▶ _Records for this task_
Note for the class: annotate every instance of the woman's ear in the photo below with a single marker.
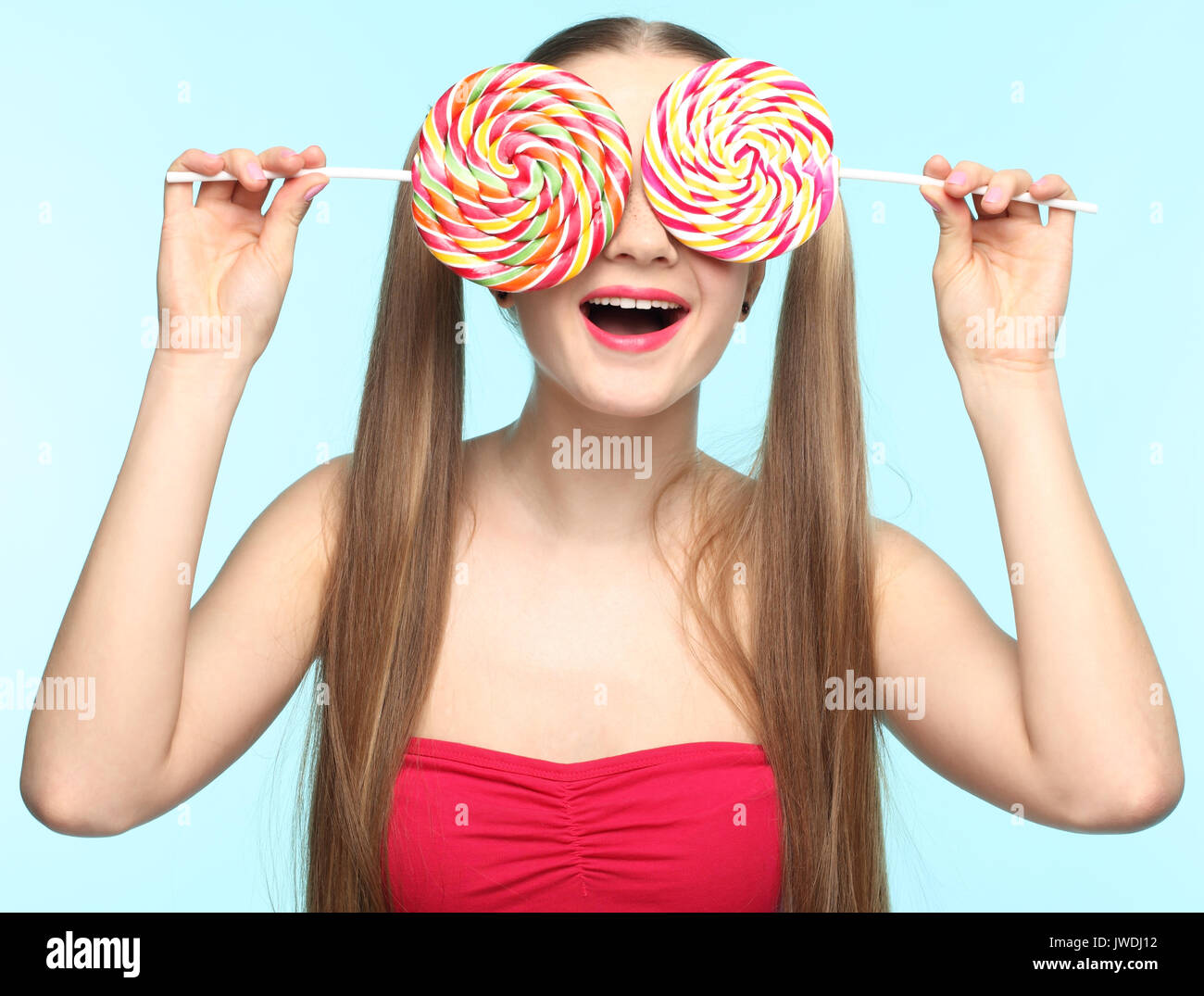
(757, 275)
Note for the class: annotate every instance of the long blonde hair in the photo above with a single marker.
(799, 523)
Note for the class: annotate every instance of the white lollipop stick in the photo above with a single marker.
(916, 180)
(333, 172)
(359, 172)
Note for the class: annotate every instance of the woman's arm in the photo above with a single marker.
(176, 693)
(1072, 719)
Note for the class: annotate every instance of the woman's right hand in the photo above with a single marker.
(224, 264)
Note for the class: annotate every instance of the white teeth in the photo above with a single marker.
(633, 302)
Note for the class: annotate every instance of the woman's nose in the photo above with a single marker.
(639, 236)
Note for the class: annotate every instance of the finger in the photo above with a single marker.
(968, 176)
(179, 196)
(1047, 188)
(954, 220)
(237, 161)
(252, 195)
(288, 208)
(1002, 187)
(938, 167)
(312, 157)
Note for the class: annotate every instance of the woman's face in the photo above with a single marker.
(618, 364)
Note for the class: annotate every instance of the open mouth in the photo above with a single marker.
(631, 321)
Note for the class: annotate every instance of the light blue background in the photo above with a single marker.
(92, 120)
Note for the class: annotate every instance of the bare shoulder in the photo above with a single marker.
(895, 550)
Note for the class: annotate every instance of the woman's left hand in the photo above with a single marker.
(1000, 278)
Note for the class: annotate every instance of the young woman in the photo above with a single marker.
(554, 687)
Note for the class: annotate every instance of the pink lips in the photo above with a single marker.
(643, 344)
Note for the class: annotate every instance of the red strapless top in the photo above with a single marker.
(685, 827)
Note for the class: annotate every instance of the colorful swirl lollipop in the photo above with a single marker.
(520, 176)
(737, 160)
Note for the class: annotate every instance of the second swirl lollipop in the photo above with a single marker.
(520, 176)
(737, 160)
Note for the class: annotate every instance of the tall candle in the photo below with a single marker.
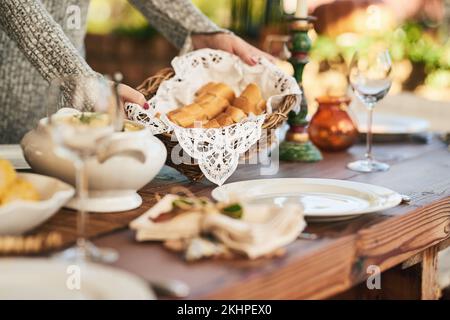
(302, 9)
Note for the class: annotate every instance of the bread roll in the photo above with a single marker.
(250, 100)
(224, 120)
(194, 109)
(205, 88)
(215, 89)
(182, 118)
(252, 93)
(212, 124)
(235, 113)
(223, 91)
(214, 107)
(205, 97)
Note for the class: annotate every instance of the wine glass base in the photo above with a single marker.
(368, 166)
(89, 252)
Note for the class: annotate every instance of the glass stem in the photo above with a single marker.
(369, 135)
(82, 194)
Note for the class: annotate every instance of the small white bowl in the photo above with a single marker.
(21, 216)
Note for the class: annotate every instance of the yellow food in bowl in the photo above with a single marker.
(7, 175)
(13, 188)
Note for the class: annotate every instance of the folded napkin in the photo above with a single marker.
(261, 230)
(180, 227)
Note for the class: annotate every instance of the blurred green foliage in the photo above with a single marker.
(410, 41)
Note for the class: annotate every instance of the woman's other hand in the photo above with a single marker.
(230, 43)
(128, 94)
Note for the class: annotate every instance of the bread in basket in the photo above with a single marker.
(214, 152)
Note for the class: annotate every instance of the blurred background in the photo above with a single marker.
(416, 31)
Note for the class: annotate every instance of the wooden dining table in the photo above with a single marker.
(402, 243)
(382, 255)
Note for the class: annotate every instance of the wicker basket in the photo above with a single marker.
(191, 170)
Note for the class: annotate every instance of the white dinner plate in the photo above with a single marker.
(322, 199)
(13, 153)
(392, 124)
(36, 278)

▶ _Goal_
Please quote the whole listing above word for word, leaving out the pictures.

▶ _Task solution_
Note for the class: annotate every instance of the woman's ear in the photo below with a single marker.
(757, 275)
Note for the class: annotate every instance of the long blonde hair in the photo above with a single marker.
(799, 523)
Note for the class: annotate every instance of the white lollipop stick in the photo above with a single marker.
(916, 180)
(333, 172)
(359, 172)
Note for the class: annotate every instance of the woman's arm in the photo above with a single marker.
(176, 693)
(1072, 719)
Note for the class: annotate every instance of the woman's right hand in the photo above with a single marker.
(224, 264)
Note for the class: annotate every instance of the white teeth in the photo above with a single marker.
(633, 302)
Note for the class: annotate every instance of the woman's nose in the photo above with a single marker.
(639, 236)
Note for the class: annotate every instance of the finger in the photo above with a single marker.
(968, 176)
(179, 196)
(1047, 188)
(954, 220)
(237, 161)
(252, 195)
(288, 208)
(1002, 187)
(938, 167)
(312, 157)
Note for the class: annotate every instance of the woman's face in the photo above with a single marker.
(618, 364)
Note for the class: annotate every instance of the open mouth in the photo above with a single marker.
(631, 321)
Note for the class: annotate every instance of the light blue background in the photo above with a single marker.
(92, 120)
Note for the class: annotate every instance of the bare shoulder in the photo above with a single marker.
(895, 550)
Note for the class: annotate every instance of the woman's left hand in the photo above with a single marker.
(1000, 278)
Note for the class: annotate every instance of the young woman in the photo above with a single marker.
(554, 687)
Note for the class: annotate every instance of the pink lips in the photo above with a single marker.
(643, 344)
Note for the class: annotate every instance of the red strapless top in the photo above with a single marker.
(685, 827)
Note for the class: annotate every instance of the colorful swirl lollipop in the photo above with a single marker.
(520, 176)
(737, 160)
Note for the class: annotate every instance of the second swirl lollipop in the photo above with a single marker.
(520, 176)
(737, 160)
Note for the class: annotate every instance of the tall candle in the photo below with a single marker.
(302, 9)
Note for the class: annotate every instance of the bread roll in the photo above with a single marker.
(250, 100)
(224, 120)
(194, 109)
(205, 88)
(215, 89)
(182, 118)
(252, 93)
(212, 124)
(235, 113)
(223, 91)
(214, 107)
(205, 97)
Note for the class: annotate every instance of the wine glass base in the photo above with a single marker.
(368, 166)
(89, 252)
Note for the class: annotate every instance of the glass stem in the photo above with a single marker.
(369, 135)
(82, 194)
Note for the class: annotate every instance of the small white bowl in the photo above with a single marker.
(21, 216)
Note for the class: annotate every instance of the yellow food in bowl in the photo above with a single marker.
(7, 175)
(13, 188)
Note for the class: annotate every instance of the folded napkin in the photo above with a single marker.
(261, 230)
(180, 227)
Note for the class: annotate every instance of the blurred green foliage in the photo above with a single marker.
(410, 41)
Note for the class: annotate every instance of the woman's other hand in the photo above with a single marker.
(230, 43)
(128, 94)
Note for the class: annotate every instance of the bread in basket in the photo above with a single marker.
(214, 152)
Note for the class: annotate every instance of the blurred background in the photo above with a single marker.
(416, 31)
Note for the class: annotate every instance of the wooden dining table in the photo above with a single marker.
(402, 243)
(382, 255)
Note for the class: annotate every instance of the wicker basket in the photo above with a single marker.
(191, 170)
Note for the class: annotate every instance of the white dinner plate in the photo above with a single marker.
(322, 199)
(13, 153)
(392, 124)
(36, 278)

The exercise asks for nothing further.